* [Extract to read]:
■ ■ ■ ■ ■

Karnataka High Court

Kabadi Enterprises Rep. By Its Partner ... vs The Income Tax Officer on 11 October, 2006

Equivalent citations: (2007)207CTR(KAR)448, [2007]290ITR610(KAR), [2007]290ITR610(KARN)

Bench: R. Gururajan, N. Ananda

JUDGMENT

1. The assessee is before us in this appeal.

2. The assessee filed return of income for the assessment years 1988-89 and 1989-90, declaring Rs. 1,82,155/- and Rs. 3,69,879/- respectively. The Assessing Authority while concluding the assessment for the year 1988-89, included the interest concerned Rs. 1,97,821/-while quantifying the relief under Section 80HHC of the Income Tax Act (for short, 'the Act') by holding that interest cannot be treated as business income. Similarly, for the assessment year 1989-90, he denied the benefit of Section 80HHC insofar as the interest income is concerned. Aggrieved by the same, the assessee filed two appeals. The Assessing Authority passed a common order. The Assessing Authority accepted the contention of the assessee with regard to interest income, job work tailoring and nomination profits for the purpose of benefit under Section 80HHC of the Act The revenue moved the Tribunal. The appeal of the revenue was accepted. It is in these circumstances, the appellant-assessee is before us.

3. The assessee has raised the following two questions of law for our consideration:

(1) Whether on the facts and in the circumstances of the case, the interest, job tailoring receipts and nomination profit earned by the appellant in the course of its business could be excluded from the business profits for the purpose of quantification of relief under Section 80HHC of the Act?
(2) Whether for the purpose of deduction under Section 80HHC of the Act, the profit exclusively earned in export business alone had to be considered as held by the Tribunal when Section 80HHC(3) provides otherwise?

4. Heard Sri S. Parthasarathi, learned Counsel for the appellant-assessee. He would say that in terms of Section 80HHC of the Act, the assessee is entitled for deduction in respect of profit return for export business. He would further say that while calculating three items namely the interest, jobwork tailoring and nomination profit are also eligible as business income. This has been negatived by the Assessing Authority. According to him, the Appellate Commissioner is justified in providing relief in respect of the three items as well. He finds fault with the findings of the Tribunal, He would rely upon a Judgment of this Court in ITRC No. 280/1998 c/w ITRC Nos. 281-285/1998 dated 09.03.2005.

5. Per contra, Sri E.R. Indrakumar, learned Counsel appearing for Sri M.V. Seshachala, learned Counsel supports the order of the Tribunal.

6. After hearing, we have carefully seen the provisions of law in the light of the arguments placed before us.

■ ■ ■ ■ ■

* [Supplied data]:
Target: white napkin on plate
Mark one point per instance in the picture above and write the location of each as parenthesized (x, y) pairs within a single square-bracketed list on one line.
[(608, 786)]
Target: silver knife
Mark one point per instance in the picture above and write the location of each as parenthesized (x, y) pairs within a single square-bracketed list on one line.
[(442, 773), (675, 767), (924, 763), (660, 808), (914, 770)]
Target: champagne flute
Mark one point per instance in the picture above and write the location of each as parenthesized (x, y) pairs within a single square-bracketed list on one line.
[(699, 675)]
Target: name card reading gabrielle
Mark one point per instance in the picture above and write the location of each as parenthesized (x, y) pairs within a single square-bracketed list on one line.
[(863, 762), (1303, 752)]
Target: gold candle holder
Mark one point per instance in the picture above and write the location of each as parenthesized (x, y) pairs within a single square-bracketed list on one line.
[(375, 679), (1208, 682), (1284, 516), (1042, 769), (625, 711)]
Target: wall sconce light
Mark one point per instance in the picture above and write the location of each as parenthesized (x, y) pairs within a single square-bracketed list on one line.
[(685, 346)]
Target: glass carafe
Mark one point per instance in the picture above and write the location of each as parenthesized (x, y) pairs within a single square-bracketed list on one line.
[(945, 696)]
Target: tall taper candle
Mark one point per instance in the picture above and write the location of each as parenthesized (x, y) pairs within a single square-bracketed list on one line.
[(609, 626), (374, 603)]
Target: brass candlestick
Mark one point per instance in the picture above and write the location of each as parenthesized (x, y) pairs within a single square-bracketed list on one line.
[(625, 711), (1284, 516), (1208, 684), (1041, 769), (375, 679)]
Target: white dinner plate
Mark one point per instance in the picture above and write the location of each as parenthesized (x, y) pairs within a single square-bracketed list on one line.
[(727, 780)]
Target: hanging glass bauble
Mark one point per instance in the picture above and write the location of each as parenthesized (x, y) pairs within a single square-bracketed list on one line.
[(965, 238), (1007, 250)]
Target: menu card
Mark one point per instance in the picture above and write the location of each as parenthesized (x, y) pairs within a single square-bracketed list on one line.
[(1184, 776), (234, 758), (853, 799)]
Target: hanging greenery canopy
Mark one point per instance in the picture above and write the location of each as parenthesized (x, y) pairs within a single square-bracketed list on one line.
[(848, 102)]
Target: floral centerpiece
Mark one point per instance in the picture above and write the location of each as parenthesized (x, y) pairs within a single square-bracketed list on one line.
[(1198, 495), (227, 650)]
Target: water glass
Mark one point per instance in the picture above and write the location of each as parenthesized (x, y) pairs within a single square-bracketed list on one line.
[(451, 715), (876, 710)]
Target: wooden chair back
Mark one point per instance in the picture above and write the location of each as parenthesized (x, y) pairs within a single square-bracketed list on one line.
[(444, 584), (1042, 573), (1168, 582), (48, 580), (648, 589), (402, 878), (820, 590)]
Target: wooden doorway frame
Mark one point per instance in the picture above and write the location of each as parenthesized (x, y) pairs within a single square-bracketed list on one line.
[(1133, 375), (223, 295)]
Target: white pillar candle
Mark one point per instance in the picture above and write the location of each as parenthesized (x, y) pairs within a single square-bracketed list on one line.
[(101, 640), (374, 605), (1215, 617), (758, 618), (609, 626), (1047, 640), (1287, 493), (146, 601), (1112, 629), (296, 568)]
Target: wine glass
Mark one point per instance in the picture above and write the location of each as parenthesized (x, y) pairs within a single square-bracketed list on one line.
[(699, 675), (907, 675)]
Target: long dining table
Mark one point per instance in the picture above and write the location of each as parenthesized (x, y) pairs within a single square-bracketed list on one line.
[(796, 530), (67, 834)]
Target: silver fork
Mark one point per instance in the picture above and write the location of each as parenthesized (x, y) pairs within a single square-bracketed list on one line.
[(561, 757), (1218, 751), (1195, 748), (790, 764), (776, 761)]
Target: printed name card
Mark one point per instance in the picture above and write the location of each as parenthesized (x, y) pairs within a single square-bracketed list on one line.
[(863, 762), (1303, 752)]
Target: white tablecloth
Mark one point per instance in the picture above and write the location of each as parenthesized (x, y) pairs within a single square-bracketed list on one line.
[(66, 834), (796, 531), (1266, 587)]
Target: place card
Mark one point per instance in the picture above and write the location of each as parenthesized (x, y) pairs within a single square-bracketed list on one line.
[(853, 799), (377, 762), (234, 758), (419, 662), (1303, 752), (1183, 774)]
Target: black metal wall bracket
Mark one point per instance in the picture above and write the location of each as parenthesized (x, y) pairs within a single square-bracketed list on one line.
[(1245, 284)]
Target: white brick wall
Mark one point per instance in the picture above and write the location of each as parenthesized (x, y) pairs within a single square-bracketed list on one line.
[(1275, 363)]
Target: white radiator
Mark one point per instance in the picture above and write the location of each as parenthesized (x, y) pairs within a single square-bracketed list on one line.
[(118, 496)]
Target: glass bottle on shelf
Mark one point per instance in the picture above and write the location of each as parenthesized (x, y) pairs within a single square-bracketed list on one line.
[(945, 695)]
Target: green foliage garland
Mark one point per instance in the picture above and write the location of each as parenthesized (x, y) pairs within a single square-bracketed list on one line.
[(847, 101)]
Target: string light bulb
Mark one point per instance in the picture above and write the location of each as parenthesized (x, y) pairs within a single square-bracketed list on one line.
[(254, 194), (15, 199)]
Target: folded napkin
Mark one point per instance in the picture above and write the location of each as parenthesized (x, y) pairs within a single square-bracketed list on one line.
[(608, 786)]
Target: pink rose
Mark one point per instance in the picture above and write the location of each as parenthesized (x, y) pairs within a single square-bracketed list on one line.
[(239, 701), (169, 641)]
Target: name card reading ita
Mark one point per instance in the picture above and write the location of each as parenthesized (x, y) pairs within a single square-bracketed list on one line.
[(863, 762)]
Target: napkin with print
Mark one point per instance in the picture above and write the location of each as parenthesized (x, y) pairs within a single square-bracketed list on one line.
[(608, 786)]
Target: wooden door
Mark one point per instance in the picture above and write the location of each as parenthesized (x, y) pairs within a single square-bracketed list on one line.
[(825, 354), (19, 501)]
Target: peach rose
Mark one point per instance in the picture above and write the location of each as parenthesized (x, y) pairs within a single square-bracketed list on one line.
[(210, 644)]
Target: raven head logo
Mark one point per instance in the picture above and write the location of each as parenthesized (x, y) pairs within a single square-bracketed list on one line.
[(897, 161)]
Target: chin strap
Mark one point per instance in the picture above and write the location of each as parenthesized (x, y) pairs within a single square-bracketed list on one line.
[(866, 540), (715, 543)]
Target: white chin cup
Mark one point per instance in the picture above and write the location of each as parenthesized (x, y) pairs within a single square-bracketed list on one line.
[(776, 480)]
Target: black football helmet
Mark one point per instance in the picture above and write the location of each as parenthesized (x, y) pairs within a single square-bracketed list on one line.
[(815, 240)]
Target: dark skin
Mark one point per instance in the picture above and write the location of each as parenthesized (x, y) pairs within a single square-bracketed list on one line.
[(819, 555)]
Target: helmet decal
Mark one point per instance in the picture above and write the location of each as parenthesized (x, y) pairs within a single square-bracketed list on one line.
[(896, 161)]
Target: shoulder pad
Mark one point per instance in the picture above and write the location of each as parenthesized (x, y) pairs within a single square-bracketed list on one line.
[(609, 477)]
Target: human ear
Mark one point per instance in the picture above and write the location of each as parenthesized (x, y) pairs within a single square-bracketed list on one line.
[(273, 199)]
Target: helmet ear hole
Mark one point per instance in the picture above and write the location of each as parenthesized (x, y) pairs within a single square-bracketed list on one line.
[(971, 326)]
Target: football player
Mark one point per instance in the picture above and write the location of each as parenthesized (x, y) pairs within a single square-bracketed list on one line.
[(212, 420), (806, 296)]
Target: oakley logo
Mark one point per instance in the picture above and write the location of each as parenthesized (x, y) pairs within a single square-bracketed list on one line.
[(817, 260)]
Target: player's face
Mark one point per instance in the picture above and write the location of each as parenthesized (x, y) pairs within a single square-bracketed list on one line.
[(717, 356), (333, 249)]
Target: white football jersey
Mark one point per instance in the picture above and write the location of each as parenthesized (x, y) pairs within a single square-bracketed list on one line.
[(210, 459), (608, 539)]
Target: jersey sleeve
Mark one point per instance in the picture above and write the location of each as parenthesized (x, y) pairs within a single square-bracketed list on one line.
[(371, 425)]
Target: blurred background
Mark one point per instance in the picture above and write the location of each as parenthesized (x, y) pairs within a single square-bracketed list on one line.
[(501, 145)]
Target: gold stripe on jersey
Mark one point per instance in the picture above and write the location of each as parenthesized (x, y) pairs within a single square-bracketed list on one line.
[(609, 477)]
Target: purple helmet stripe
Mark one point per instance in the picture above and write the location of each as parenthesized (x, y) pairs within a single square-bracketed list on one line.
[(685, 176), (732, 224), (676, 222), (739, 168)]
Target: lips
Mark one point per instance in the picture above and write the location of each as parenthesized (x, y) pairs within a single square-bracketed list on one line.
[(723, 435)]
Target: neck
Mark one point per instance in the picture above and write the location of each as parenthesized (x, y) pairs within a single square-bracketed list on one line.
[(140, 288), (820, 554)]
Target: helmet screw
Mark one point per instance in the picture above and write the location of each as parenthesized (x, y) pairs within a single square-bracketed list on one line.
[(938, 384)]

■ ■ ■ ■ ■

* [Problem 1]: Rewrite the part of the judgment starting at "3. The assessee" and ending at "of the Act?", substituting "computation" for "quantification".
* [Problem 2]: List every line of the entries above that contains the string "silver".

* [Response 1]:
3. The assessee has raised the following two questions of law for our consideration:

(1) Whether on the facts and in the circumstances of the case, the interest, job tailoring receipts and nomination profit earned by the appellant in the course of its business could be excluded from the business profits for the purpose of computation of relief under Section 80HHC of the Act?

* [Response 2]:
Target: silver knife
Target: silver fork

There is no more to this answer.